→ **PAGE EXTRACT**:
▬▬▬▬▬▬

Women who give birth in their late 30s have a lower risk of developing ovarian cancer, research suggests.
University of Southern California scientists found women who gave birth after the age of 35 had a 58% lower risk than those who never had a child.
Women who had children earlier in life also had a lower risk - but the effect was less pronounced. Giving birth before 25 cut the risk by 16%.
The research is published in the journal Fertility and Sterility.
It also found that women who gave birth before the age of 30 had a 45% lower risk.
And women who had four or more children had a 64% lower risk than women who had never given birth.
The researchers interviewed 477 ovarian cancer patients and 660 healthy women.
Researcher Dr Malcolm Pike said previous research has also shown that having children late in life also protects against cancer of the endometrium - the lining of the uterus.
He believes that a surge in the hormone progesterone may help protect against both types of cancer.

▬▬▬▬▬▬

→ **DATA RECORDS**:
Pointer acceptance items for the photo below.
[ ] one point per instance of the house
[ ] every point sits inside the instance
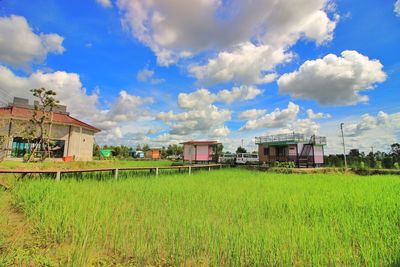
(295, 147)
(199, 151)
(71, 137)
(153, 153)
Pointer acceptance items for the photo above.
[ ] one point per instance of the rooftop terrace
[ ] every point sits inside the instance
(291, 138)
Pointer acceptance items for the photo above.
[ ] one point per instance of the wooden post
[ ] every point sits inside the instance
(116, 174)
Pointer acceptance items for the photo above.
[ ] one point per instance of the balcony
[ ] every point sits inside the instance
(292, 138)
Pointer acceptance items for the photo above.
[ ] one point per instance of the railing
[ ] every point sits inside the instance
(3, 154)
(292, 137)
(114, 171)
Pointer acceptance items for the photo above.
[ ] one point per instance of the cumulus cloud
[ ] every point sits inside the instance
(71, 93)
(201, 117)
(147, 75)
(220, 132)
(105, 3)
(276, 119)
(251, 114)
(248, 64)
(319, 115)
(20, 46)
(397, 7)
(368, 122)
(378, 131)
(204, 25)
(202, 97)
(125, 108)
(334, 80)
(206, 120)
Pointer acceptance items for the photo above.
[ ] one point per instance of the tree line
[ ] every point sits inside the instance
(377, 160)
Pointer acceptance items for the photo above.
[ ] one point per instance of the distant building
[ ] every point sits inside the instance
(153, 153)
(199, 151)
(295, 147)
(71, 136)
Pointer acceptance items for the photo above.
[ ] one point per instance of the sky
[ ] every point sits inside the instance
(163, 72)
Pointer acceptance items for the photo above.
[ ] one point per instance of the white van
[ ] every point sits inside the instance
(247, 158)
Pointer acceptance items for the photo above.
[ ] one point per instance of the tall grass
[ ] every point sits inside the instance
(227, 217)
(11, 164)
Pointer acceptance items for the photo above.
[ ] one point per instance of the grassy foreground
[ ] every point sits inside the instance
(10, 164)
(227, 217)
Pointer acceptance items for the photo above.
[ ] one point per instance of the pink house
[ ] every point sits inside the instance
(199, 151)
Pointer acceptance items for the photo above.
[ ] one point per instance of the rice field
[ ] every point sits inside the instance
(226, 217)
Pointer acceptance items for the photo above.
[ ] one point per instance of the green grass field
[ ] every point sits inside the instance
(10, 164)
(220, 218)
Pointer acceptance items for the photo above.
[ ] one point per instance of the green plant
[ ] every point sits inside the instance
(230, 217)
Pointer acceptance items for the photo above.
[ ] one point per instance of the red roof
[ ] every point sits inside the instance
(26, 113)
(201, 142)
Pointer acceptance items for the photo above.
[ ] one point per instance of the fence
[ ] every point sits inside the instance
(114, 171)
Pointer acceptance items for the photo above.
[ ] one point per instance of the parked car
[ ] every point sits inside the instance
(247, 158)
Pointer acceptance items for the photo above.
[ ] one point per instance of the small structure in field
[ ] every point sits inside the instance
(303, 151)
(200, 151)
(72, 138)
(153, 153)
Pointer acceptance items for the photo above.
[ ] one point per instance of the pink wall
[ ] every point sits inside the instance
(204, 152)
(318, 154)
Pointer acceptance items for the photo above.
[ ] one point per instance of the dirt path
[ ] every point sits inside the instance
(19, 246)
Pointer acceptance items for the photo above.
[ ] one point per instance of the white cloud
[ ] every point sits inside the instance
(146, 75)
(202, 97)
(20, 46)
(369, 122)
(251, 114)
(334, 80)
(223, 25)
(241, 93)
(105, 3)
(276, 119)
(379, 131)
(248, 64)
(71, 93)
(125, 108)
(220, 132)
(206, 120)
(397, 7)
(319, 115)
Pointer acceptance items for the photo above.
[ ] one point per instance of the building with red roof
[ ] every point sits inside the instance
(71, 136)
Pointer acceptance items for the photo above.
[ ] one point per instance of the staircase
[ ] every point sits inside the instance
(2, 154)
(304, 156)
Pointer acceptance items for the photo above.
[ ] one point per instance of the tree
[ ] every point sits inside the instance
(241, 150)
(41, 118)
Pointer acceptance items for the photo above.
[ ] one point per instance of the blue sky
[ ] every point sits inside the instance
(162, 72)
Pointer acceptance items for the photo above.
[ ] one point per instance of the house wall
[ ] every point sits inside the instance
(80, 144)
(153, 154)
(201, 153)
(319, 154)
(261, 155)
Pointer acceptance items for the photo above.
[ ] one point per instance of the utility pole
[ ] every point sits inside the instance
(344, 146)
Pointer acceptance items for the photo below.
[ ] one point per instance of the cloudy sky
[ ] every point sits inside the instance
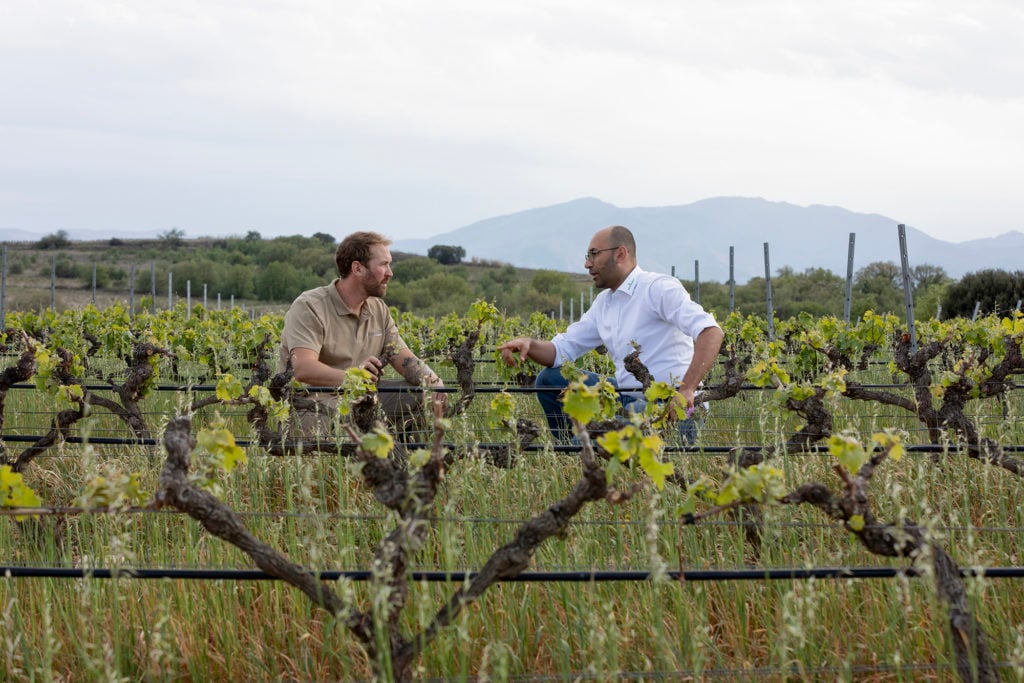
(416, 118)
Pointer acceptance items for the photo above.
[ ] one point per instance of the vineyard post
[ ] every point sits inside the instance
(3, 288)
(907, 292)
(849, 279)
(732, 279)
(771, 309)
(696, 281)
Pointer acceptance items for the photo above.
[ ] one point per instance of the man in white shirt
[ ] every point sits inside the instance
(678, 339)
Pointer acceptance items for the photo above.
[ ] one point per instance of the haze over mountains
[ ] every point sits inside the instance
(556, 237)
(800, 238)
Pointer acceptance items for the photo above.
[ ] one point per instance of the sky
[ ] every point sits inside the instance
(413, 118)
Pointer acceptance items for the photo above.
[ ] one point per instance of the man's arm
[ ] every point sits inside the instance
(414, 370)
(521, 348)
(307, 369)
(706, 348)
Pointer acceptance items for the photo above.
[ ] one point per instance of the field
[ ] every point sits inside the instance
(629, 590)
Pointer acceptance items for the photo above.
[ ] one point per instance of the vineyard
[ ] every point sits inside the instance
(849, 511)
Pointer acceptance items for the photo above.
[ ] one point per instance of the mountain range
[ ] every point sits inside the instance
(694, 240)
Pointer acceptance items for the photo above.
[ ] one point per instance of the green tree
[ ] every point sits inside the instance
(878, 287)
(446, 254)
(280, 282)
(408, 270)
(996, 291)
(173, 238)
(56, 240)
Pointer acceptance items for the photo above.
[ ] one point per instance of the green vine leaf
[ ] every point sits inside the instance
(14, 493)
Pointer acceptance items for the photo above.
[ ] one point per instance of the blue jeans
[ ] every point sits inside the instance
(551, 381)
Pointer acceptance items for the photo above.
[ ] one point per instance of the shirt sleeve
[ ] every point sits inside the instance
(674, 304)
(303, 328)
(392, 340)
(579, 338)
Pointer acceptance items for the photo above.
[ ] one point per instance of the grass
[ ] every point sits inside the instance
(316, 510)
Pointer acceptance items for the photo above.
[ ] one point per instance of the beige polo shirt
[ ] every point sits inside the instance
(318, 319)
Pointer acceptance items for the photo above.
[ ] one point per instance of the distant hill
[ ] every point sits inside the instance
(801, 238)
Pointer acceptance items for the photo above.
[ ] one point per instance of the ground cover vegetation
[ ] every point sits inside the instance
(267, 273)
(135, 441)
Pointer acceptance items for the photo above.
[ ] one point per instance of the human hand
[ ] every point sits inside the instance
(374, 366)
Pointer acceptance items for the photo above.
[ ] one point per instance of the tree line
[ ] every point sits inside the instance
(275, 270)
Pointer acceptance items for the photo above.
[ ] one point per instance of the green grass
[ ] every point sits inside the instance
(316, 510)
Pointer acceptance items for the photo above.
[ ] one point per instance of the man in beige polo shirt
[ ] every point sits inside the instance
(346, 324)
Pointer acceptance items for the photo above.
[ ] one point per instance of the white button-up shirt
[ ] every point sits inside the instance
(653, 310)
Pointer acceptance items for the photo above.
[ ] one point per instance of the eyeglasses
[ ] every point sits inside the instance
(592, 254)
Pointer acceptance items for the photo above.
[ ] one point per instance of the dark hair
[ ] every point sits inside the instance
(621, 237)
(356, 248)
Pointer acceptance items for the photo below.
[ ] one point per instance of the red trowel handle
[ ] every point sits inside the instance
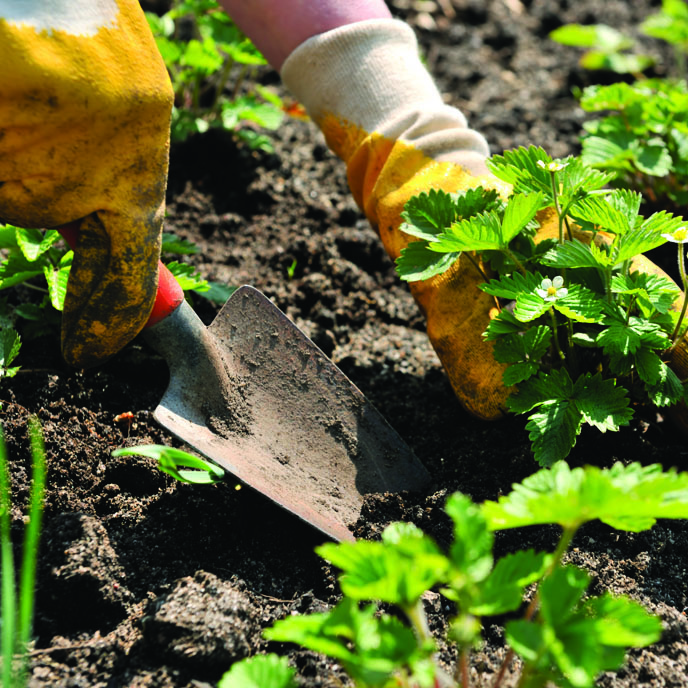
(170, 295)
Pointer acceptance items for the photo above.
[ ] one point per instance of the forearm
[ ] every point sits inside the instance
(277, 27)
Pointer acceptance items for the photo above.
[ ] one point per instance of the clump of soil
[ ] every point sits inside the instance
(147, 582)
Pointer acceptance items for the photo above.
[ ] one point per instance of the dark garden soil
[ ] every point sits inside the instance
(147, 582)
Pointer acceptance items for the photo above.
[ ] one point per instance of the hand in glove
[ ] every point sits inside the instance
(85, 104)
(365, 87)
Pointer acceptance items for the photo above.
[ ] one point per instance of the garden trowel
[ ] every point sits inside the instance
(253, 394)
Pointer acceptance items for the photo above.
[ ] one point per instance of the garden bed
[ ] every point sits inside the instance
(147, 582)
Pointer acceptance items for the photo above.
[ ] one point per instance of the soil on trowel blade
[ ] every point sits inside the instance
(143, 581)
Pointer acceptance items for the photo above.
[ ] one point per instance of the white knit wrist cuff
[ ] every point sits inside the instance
(369, 74)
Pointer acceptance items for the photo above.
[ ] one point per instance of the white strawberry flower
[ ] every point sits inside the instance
(678, 236)
(551, 290)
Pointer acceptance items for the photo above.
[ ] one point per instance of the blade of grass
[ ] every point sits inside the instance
(32, 535)
(8, 592)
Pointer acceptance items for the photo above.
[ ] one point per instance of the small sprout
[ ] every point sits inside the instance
(678, 236)
(552, 166)
(551, 290)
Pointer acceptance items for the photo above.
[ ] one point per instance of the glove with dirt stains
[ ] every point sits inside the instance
(367, 90)
(85, 103)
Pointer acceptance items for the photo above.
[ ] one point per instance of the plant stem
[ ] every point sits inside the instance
(465, 678)
(419, 621)
(220, 86)
(477, 266)
(562, 546)
(557, 207)
(682, 271)
(555, 339)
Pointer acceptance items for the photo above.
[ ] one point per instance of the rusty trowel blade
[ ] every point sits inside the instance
(254, 394)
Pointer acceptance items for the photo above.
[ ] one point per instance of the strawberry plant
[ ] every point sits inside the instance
(582, 333)
(203, 49)
(564, 636)
(39, 261)
(642, 137)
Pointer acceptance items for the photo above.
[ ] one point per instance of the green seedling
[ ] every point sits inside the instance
(18, 603)
(10, 344)
(41, 262)
(641, 135)
(581, 333)
(203, 49)
(643, 138)
(30, 256)
(564, 636)
(605, 48)
(261, 671)
(175, 462)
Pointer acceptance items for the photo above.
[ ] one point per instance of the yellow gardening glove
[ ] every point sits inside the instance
(379, 110)
(85, 105)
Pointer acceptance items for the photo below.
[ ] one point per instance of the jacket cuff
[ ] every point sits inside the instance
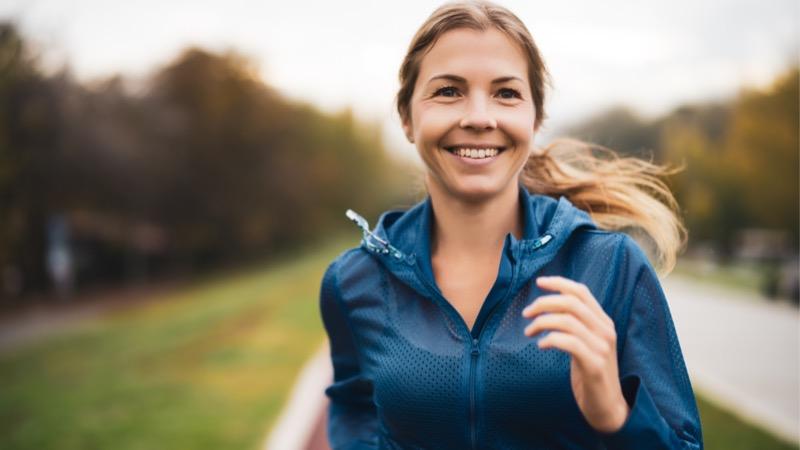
(644, 426)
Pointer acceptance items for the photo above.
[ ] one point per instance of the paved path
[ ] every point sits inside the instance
(741, 352)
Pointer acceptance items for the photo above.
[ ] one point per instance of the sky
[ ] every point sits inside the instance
(649, 55)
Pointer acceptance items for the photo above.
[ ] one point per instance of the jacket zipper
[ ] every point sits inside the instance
(472, 368)
(475, 349)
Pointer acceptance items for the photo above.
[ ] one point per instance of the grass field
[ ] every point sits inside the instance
(206, 367)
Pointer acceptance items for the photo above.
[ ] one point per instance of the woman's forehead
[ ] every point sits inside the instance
(469, 53)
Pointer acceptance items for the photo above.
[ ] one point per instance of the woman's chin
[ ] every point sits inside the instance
(476, 190)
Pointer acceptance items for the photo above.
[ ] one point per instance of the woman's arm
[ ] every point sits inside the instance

▬▬▬▬▬▬

→ **USING THE INFORMATION**:
1 - In which journal was the research described in the ovarian cancer article published?
2 - In the ovarian cancer article, switch "lower risk" to "reduced risk" and give everything from "Women who give" down to "had a child.".
3 - Pick up the ovarian cancer article after its last sentence and continue writing it.
The entries are separate material and have no connection to the ovarian cancer article.

→ **ANSWERS PROVIDED**:
1 - Fertility and Sterility.

2 -
Women who give birth in their late 30s have a reduced risk of developing ovarian cancer, research suggests.
University of Southern California scientists found women who gave birth after the age of 35 had a 58% reduced risk than those who never had a child.

3 -
In addition, the birthing process probably clears the uterus of aging cells that are more likely to become cancerous, he said.
Dr Pike said that if the exact mechanism could be pinned down, it could help scientists develop ways to prevent ovarian cancer.
Dr Robert Schenken, president-elect of the American Society for Reproductive Medicine, which publishes the journal, agreed.
He said: "The next challenge is to map out the mechanism of the last birth's effect on the ovaries.
"It would be a major advance in cancer prevention if, as the authors suggest, these findings lead to the development of a chemoprevention approach for women at high risk for ovarian cancer."
Dr Emma Knight, of Cancer Research UK, told BBC News Online previous research had also suggested that having children may protect women against ovarian cancer.
However, she said: "This information needs to be viewed in a wider context as we know that delaying the birth of a first child increases the risk of breast cancer.
"Moreover, all these risks are relatively small and women should not be overly concerned about them.
"It will be interesting to investigate the mechanisms behind these observations, with the hope that they will lead to new ways of preventing, diagnosing and treating cancer in the future."
Nearly 7,000 women in the UK are diagnosed with ovarian cancer every year.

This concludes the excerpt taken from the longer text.